• Work instructions
Give back the entries in full, exactly as they are written.

[Records provided Boundary: Start]

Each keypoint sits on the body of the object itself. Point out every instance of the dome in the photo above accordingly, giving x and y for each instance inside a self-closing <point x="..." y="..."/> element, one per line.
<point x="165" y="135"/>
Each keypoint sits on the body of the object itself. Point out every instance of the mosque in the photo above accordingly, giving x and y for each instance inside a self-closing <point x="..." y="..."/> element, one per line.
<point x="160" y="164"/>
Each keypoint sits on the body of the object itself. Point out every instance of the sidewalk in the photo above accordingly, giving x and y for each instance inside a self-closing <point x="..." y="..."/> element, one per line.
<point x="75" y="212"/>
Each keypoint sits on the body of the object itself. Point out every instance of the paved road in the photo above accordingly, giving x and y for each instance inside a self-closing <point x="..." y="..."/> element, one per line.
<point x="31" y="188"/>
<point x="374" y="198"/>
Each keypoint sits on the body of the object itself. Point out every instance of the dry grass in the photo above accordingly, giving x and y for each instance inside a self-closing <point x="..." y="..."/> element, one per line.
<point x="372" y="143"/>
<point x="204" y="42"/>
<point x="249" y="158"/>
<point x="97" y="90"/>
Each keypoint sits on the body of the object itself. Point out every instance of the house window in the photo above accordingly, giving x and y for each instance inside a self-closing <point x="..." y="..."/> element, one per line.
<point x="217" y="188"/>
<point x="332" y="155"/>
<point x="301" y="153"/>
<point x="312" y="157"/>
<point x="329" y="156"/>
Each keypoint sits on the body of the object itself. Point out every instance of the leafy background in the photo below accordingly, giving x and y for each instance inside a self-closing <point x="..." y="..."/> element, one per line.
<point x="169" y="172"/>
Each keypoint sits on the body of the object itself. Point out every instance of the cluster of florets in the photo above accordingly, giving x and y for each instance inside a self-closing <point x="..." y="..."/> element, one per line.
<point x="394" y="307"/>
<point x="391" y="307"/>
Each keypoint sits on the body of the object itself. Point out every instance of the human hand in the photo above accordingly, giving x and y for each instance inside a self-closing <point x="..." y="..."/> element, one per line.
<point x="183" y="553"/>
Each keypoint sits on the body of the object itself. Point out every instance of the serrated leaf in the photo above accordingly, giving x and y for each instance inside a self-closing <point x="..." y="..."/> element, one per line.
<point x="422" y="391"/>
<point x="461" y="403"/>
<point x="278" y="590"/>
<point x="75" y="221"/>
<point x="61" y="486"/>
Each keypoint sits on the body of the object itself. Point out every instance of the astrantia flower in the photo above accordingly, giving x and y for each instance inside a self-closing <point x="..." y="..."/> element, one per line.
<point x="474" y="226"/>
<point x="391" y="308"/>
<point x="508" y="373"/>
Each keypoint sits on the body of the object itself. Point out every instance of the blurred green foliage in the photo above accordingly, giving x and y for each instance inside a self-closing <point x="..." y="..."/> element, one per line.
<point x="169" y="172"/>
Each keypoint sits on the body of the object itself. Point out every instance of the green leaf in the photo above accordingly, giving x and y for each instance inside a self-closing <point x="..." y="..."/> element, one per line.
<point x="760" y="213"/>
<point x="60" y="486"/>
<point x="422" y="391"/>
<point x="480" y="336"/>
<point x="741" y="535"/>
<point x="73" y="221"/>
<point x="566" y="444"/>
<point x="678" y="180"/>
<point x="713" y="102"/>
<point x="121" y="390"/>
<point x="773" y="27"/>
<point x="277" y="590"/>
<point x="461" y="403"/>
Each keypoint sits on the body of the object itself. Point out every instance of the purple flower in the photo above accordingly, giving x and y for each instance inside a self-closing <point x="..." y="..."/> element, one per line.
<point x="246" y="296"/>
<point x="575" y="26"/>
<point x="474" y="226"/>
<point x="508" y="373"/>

[Records provided Boundary: End]

• Written answer
Each keypoint sits on the body of the object itself. Point out every instance of the dome in the photo above accordingly, giving x and y for each instance inside a self-closing <point x="..." y="..."/> element, one per line.
<point x="165" y="135"/>
Each keypoint sits on the body of the object itself. Point out every instance of the mosque in the photo above accordingly, giving x and y for each instance inside a self-closing <point x="..." y="..."/> element, one per line.
<point x="160" y="164"/>
Each keypoint sits on the body of the object itself. Point out every instance of the sidewalk in the photo above accordingly, giving x and y for each instance inside a self-closing <point x="..." y="..."/> element, one per line.
<point x="75" y="212"/>
Each keypoint sits on the body of the object itself. Point out every instance of the paved road in the photo above accordingly, giving x and y for each instance inside a self-closing <point x="..." y="..."/> element, one per line.
<point x="31" y="188"/>
<point x="374" y="198"/>
Each keypoint sits on the body of the object itself. Point out every instance of the dry grass in the photo above accordingly, giving x and y for each instance inside a self-closing <point x="..." y="..."/> element, one per line.
<point x="372" y="143"/>
<point x="204" y="42"/>
<point x="249" y="158"/>
<point x="97" y="90"/>
Each keypoint sits on the body of the object itself. Point out every instance of the house window in the photo above accordingly, giving x and y for each instance inside a self-closing <point x="..." y="..."/> element, one per line.
<point x="217" y="188"/>
<point x="332" y="155"/>
<point x="301" y="153"/>
<point x="312" y="157"/>
<point x="329" y="156"/>
Each keypoint sits on the body of the object itself. Point out every instance of the leafy background in the photo below accordingly, giving x and y for each instance inside a self-closing <point x="..." y="..."/> element, one per line.
<point x="169" y="172"/>
Each keypoint sits on the body of the object itself. Point out every instance of the cluster of florets in the photo above accordingly, giving x and y for each instance inside a self-closing <point x="..." y="..."/> element, one per line.
<point x="394" y="307"/>
<point x="391" y="307"/>
Each keypoint sits on the body of the object itself. Point out every instance of the human hand in the photo above accordingly, giving x and y for each instance inside a self-closing <point x="..." y="..."/> element, one per line.
<point x="183" y="553"/>
Each keypoint sits on the body of the object itself. Point out every instance of the serrated leaf in the photo above accordingly, giving x and y for each instance inside a self-closing <point x="..." y="..."/> element, one per line.
<point x="422" y="391"/>
<point x="461" y="403"/>
<point x="278" y="590"/>
<point x="75" y="221"/>
<point x="61" y="486"/>
Each keypoint sits on the body of the object itself. Point out every instance of the astrantia flower in the photo above accordingly, giving x and y for each instance inside a self-closing <point x="..." y="..."/> element, one per line.
<point x="474" y="226"/>
<point x="391" y="308"/>
<point x="508" y="373"/>
Each keypoint sits on the body of the object itself. Point out every instance of the blurred green foliage in the photo above accordingly, giving x and y for each instance inside a self-closing <point x="..." y="..."/> element, one per line.
<point x="169" y="172"/>
Each keypoint sits on the body of the object itself. Point out every instance of the green leaf in the photo above accordingly, giving x and y for each instance inside a self-closing <point x="..." y="..."/> element, one per line.
<point x="760" y="213"/>
<point x="60" y="486"/>
<point x="422" y="391"/>
<point x="480" y="336"/>
<point x="741" y="535"/>
<point x="73" y="221"/>
<point x="566" y="444"/>
<point x="678" y="180"/>
<point x="713" y="102"/>
<point x="121" y="390"/>
<point x="773" y="27"/>
<point x="277" y="590"/>
<point x="461" y="403"/>
Each keypoint sits on the body of the object itself. Point out every instance of the purple flower in the photo above accordingly, giving x and y for each instance inside a self-closing <point x="..." y="..."/> element, one per line.
<point x="246" y="296"/>
<point x="575" y="26"/>
<point x="474" y="226"/>
<point x="508" y="373"/>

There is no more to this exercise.